■ DOCUMENT PASSAGE:
━━━

SELLER: Faith Ford and Campion Murphy
LOCATION: Los Angeles, CA
PRICE: $4,950,000
SIZE: 3,467 square feet, 4 bedrooms, 4.25 bathrooms
YOUR MAMAS NOTES: Although invited to a boozy bash at Cuzzin Aunt Poo's crib to view the Superbowl—ugh!—and marvel at Madonna's continued ability to lip sync and turn cartwheels in high heels—more ugh!—we forewent the festivities and instead spent some time napping, working the New York Times crossword puzzle on our iPhone, and absentmindedly combing through a few of the newer listings around Los Angeles. It wasn't long into our property perusing we came across an architecturally eclectic but essentially traditional board-and-batten residence in the bucolic and upscale Brentwood area of Los Angeles listed at $4,950,000 and owned, as per property records, by sitcom actress Faith Ford and her (second) husband Campion Murphy.

━━━

■ TO BE DONE:
A - Do these statements agree with the listing passage? (i) The house is in the Brentwood area of Los Angeles. (ii) The house has five bedrooms. (iii) The writer went to the party to watch the Superbowl. Answer yes or no for each and quote the deciding words.
B - Repeat everything in the listing passage from "SELLER: Faith Ford" down to "husband Campion Murphy.".

━━━

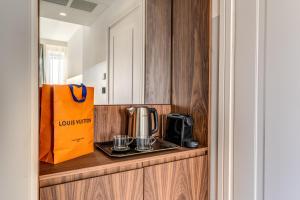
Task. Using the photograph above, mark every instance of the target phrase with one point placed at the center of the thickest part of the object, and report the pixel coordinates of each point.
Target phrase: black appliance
(180, 130)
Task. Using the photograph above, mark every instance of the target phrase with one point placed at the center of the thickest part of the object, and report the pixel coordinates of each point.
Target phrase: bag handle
(84, 92)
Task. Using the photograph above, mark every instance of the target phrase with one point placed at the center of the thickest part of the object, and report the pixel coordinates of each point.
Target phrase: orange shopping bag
(66, 122)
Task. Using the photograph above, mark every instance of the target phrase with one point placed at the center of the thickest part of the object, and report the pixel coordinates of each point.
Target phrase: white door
(126, 67)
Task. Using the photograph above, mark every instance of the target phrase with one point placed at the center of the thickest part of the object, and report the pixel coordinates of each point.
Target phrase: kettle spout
(131, 110)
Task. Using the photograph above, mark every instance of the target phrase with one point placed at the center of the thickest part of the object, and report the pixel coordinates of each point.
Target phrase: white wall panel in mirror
(100, 43)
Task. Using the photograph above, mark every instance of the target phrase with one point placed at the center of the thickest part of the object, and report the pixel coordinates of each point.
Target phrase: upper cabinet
(122, 48)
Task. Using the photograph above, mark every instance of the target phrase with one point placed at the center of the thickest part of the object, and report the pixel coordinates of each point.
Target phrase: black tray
(159, 145)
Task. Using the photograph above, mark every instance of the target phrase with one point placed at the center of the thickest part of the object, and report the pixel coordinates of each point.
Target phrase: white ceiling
(57, 30)
(52, 10)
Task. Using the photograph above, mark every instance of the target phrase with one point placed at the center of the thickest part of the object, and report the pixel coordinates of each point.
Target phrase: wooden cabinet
(173, 179)
(120, 186)
(185, 180)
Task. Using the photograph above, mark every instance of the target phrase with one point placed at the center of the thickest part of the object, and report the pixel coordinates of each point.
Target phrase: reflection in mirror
(96, 42)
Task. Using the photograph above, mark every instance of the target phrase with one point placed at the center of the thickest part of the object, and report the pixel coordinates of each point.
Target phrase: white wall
(75, 54)
(262, 60)
(96, 36)
(94, 76)
(18, 102)
(282, 100)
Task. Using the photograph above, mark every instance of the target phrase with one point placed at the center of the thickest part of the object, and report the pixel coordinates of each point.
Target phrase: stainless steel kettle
(140, 121)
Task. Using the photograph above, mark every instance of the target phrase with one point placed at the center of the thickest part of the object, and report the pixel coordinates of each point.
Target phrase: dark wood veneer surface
(98, 164)
(183, 179)
(190, 75)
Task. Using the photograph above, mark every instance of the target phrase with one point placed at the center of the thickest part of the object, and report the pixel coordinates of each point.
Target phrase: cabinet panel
(185, 180)
(158, 51)
(190, 66)
(121, 186)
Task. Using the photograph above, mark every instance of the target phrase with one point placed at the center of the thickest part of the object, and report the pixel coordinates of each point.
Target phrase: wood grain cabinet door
(181, 180)
(120, 186)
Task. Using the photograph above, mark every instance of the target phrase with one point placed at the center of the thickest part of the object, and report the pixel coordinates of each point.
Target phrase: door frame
(234, 31)
(142, 4)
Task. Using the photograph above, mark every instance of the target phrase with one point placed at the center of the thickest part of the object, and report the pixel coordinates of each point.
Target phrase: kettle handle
(155, 115)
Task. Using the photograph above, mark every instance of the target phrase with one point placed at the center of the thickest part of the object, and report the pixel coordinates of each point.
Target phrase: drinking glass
(144, 143)
(122, 142)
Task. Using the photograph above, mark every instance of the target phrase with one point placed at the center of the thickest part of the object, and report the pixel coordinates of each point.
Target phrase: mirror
(100, 43)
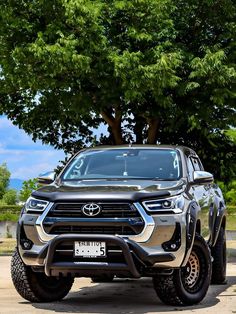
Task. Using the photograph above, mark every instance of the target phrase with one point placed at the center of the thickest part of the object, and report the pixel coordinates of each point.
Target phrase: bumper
(133, 260)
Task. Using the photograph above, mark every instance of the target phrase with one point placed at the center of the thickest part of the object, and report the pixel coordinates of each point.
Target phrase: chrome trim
(148, 229)
(144, 236)
(44, 237)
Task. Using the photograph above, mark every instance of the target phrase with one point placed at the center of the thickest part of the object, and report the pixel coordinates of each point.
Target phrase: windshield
(130, 163)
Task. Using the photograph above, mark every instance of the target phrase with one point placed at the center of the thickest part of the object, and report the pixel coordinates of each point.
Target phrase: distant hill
(16, 184)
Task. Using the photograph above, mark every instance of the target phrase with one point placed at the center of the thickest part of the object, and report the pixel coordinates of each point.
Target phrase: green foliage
(10, 197)
(150, 70)
(4, 179)
(27, 188)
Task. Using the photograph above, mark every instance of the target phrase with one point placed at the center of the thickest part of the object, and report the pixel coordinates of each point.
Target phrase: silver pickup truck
(123, 211)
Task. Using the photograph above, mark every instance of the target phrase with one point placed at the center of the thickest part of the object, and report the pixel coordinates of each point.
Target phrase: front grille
(109, 210)
(114, 219)
(94, 230)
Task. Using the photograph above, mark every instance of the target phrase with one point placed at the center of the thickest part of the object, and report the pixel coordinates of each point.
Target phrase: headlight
(33, 204)
(168, 205)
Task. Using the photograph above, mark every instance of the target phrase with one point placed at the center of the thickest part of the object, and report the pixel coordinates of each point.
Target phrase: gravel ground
(121, 296)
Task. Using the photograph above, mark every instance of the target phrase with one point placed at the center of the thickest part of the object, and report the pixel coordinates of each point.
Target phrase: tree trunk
(152, 130)
(115, 124)
(138, 128)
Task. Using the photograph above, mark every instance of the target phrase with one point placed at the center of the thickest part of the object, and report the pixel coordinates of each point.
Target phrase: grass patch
(7, 246)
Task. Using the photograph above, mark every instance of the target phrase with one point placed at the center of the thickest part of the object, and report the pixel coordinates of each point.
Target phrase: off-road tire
(37, 287)
(218, 253)
(102, 278)
(187, 285)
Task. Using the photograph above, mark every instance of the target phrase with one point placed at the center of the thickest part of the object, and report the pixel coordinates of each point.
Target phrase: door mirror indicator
(47, 178)
(202, 177)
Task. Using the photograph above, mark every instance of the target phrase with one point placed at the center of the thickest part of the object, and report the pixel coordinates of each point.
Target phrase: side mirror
(47, 178)
(202, 177)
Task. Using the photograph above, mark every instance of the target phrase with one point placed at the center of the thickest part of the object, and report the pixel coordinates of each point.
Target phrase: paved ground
(121, 296)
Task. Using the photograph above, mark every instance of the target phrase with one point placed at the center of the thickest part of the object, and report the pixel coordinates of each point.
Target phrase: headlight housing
(166, 205)
(35, 205)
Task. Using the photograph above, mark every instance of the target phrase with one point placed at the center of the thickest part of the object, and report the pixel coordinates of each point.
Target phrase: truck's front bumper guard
(129, 249)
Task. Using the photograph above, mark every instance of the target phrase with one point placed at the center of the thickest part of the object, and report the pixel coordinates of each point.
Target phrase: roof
(184, 149)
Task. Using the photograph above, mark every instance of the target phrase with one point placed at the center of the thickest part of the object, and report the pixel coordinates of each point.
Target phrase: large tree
(4, 179)
(151, 70)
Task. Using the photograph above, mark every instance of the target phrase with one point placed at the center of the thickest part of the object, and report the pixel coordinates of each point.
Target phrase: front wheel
(187, 285)
(37, 287)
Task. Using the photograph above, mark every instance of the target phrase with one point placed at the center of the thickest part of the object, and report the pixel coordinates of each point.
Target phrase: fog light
(26, 244)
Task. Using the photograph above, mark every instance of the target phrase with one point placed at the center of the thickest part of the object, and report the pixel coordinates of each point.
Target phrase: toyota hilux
(125, 211)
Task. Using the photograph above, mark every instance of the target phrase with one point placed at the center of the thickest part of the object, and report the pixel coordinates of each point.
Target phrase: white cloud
(25, 159)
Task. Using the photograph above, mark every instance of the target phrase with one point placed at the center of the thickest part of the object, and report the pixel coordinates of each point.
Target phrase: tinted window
(163, 164)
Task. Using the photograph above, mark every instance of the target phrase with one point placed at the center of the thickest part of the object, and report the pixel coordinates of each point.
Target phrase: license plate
(89, 249)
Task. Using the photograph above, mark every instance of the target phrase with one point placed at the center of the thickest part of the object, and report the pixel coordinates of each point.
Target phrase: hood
(130, 190)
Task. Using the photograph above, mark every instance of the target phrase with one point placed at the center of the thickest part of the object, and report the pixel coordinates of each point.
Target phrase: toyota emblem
(91, 209)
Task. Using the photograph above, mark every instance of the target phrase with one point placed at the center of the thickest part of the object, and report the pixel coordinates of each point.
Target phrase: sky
(25, 159)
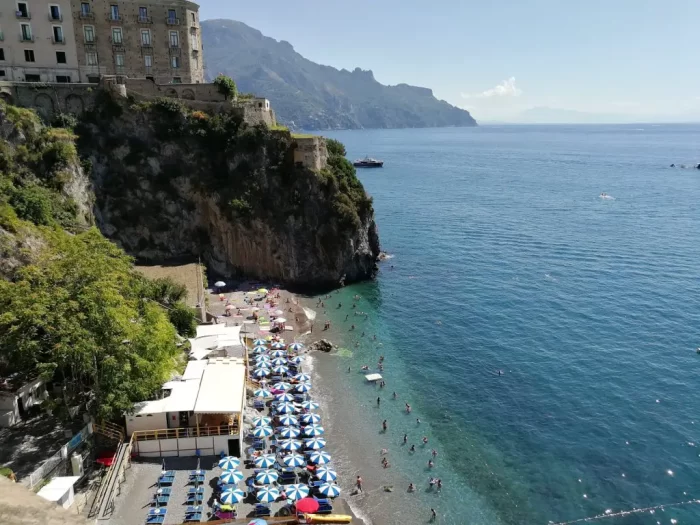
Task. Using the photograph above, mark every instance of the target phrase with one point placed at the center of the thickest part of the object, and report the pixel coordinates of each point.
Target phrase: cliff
(171, 183)
(307, 95)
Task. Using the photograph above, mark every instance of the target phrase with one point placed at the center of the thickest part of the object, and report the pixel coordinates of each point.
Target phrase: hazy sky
(497, 58)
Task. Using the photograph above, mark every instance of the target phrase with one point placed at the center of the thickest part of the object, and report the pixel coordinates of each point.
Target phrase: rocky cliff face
(171, 183)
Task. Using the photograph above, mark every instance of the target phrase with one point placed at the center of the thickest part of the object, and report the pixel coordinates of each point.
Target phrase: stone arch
(75, 104)
(44, 105)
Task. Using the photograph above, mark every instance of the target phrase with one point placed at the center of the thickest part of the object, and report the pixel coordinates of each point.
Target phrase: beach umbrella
(262, 431)
(289, 444)
(268, 494)
(266, 477)
(311, 419)
(303, 387)
(262, 421)
(229, 463)
(285, 408)
(313, 430)
(309, 405)
(315, 443)
(262, 392)
(266, 461)
(296, 491)
(294, 460)
(329, 489)
(326, 474)
(231, 476)
(319, 457)
(288, 432)
(232, 496)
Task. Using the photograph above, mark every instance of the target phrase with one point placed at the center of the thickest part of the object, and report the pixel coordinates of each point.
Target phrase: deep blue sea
(506, 258)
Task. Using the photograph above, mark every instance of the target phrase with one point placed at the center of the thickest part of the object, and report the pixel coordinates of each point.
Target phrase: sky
(626, 60)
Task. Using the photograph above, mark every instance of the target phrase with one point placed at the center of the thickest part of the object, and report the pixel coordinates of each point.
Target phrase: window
(117, 35)
(89, 32)
(58, 34)
(26, 32)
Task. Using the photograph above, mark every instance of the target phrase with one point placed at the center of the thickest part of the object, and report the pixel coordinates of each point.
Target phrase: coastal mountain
(306, 95)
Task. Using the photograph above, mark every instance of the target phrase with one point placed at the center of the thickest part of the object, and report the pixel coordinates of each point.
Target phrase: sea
(544, 337)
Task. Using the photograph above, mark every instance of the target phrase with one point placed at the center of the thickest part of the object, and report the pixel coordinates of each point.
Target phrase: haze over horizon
(630, 59)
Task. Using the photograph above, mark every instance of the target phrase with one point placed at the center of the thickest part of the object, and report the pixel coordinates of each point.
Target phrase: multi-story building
(155, 39)
(36, 41)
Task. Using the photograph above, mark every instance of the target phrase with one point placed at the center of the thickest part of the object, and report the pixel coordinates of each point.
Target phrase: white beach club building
(200, 413)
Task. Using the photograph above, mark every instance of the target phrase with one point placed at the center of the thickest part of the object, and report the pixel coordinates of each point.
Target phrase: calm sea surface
(506, 258)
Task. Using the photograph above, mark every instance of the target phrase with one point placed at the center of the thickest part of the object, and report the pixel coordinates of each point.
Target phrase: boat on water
(368, 162)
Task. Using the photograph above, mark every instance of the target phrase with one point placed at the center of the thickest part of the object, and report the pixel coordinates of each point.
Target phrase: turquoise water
(505, 258)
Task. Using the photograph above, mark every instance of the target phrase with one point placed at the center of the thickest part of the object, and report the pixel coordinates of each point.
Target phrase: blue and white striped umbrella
(266, 461)
(296, 491)
(280, 369)
(315, 443)
(289, 444)
(329, 489)
(229, 463)
(284, 398)
(262, 421)
(268, 494)
(288, 420)
(288, 432)
(231, 476)
(313, 430)
(262, 392)
(318, 457)
(311, 419)
(309, 405)
(266, 477)
(232, 496)
(303, 387)
(285, 408)
(326, 474)
(294, 460)
(262, 431)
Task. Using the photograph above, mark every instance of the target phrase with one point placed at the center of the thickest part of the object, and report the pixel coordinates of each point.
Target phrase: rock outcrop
(173, 183)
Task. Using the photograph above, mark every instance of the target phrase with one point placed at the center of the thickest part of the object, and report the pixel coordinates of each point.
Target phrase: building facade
(155, 39)
(37, 42)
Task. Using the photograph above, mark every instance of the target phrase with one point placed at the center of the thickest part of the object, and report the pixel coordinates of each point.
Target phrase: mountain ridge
(307, 95)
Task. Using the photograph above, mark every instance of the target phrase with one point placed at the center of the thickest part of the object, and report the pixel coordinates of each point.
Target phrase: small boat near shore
(368, 162)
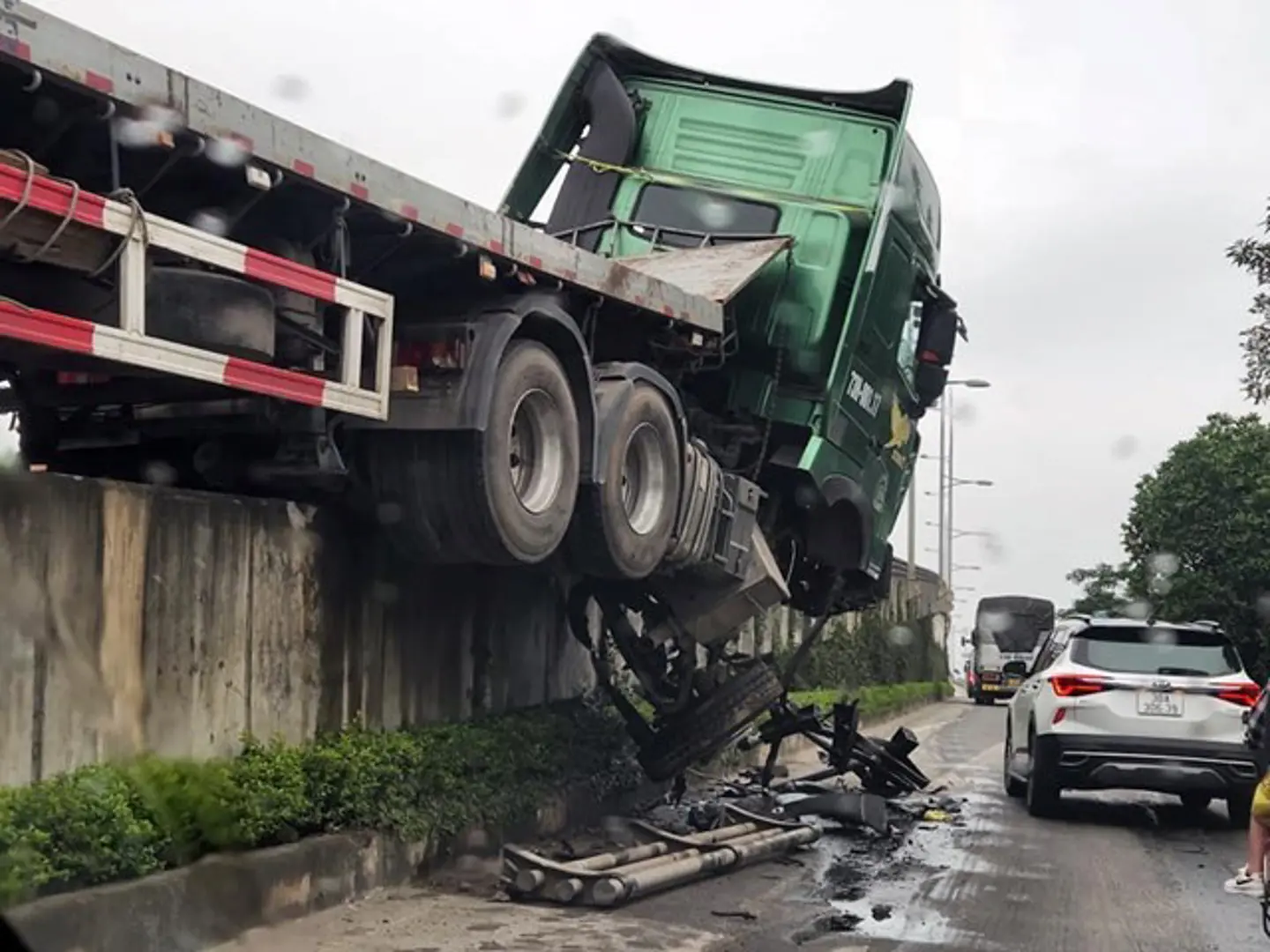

━━━

■ FULL ANSWERS:
A -
(i) Yes: "in the bucolic and upscale Brentwood area of Los Angeles"
(ii) No: "4 bedrooms"
(iii) No: "we forewent the festivities"

B -
SELLER: Faith Ford and Campion Murphy
LOCATION: Los Angeles, CA
PRICE: $4,950,000
SIZE: 3,467 square feet, 4 bedrooms, 4.25 bathrooms
YOUR MAMAS NOTES: Although invited to a boozy bash at Cuzzin Aunt Poo's crib to view the Superbowl—ugh!—and marvel at Madonna's continued ability to lip sync and turn cartwheels in high heels—more ugh!—we forewent the festivities and instead spent some time napping, working the New York Times crossword puzzle on our iPhone, and absentmindedly combing through a few of the newer listings around Los Angeles. It wasn't long into our property perusing we came across an architecturally eclectic but essentially traditional board-and-batten residence in the bucolic and upscale Brentwood area of Los Angeles listed at $4,950,000 and owned, as per property records, by sitcom actress Faith Ford and her (second) husband Campion Murphy.